- [Task to carry out]: Report the count of lines with "target" in the data below, and no other words.

- [Provided information]:
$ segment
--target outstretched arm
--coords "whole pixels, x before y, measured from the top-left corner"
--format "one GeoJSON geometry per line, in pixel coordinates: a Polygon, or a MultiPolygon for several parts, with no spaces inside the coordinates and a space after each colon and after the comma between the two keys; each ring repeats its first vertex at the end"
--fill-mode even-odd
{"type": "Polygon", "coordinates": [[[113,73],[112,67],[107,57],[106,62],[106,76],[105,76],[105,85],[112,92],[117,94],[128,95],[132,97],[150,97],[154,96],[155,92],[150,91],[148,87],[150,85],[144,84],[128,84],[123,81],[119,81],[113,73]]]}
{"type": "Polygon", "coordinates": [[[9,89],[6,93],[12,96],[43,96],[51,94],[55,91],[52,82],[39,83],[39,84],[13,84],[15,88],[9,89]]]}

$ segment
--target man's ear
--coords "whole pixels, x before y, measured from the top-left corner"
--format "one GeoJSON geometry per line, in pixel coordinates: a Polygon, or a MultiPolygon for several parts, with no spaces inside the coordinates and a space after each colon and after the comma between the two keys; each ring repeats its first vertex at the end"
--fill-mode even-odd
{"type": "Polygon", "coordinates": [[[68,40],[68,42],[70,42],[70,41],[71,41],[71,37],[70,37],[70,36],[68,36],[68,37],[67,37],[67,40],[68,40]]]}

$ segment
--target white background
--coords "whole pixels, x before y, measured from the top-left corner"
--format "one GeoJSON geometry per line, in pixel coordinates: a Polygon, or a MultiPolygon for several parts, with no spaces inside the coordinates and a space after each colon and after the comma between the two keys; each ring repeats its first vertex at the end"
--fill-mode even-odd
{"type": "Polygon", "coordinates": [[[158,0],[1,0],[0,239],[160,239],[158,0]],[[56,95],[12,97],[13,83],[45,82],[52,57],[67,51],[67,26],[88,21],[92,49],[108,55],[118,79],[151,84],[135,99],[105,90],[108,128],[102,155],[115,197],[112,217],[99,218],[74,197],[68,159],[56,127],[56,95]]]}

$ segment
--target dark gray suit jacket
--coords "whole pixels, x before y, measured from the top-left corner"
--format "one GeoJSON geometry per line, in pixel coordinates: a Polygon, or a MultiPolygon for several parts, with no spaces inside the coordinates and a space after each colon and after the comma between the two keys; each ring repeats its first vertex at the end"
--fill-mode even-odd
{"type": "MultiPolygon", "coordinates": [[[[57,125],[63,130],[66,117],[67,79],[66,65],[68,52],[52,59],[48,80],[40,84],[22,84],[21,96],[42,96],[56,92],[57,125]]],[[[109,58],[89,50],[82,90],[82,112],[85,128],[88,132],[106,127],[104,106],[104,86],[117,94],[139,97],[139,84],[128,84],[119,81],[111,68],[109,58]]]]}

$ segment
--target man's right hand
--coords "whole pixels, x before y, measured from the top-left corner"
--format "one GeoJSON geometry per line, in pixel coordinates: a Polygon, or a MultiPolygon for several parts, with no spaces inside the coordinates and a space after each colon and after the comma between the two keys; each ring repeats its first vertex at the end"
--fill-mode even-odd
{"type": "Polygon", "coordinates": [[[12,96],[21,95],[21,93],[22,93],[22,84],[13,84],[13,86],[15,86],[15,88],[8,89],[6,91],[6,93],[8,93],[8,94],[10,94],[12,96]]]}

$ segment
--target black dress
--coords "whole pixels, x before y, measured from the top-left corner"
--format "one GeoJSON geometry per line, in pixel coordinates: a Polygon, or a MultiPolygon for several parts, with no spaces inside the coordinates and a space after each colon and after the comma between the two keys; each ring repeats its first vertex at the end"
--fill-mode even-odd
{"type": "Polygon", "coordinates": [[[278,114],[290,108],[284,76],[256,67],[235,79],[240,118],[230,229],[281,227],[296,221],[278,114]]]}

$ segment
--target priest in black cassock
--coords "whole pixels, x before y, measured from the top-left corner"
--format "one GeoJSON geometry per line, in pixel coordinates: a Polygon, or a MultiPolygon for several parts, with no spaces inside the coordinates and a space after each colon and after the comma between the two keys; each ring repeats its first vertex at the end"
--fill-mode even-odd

- [Completed task]: 7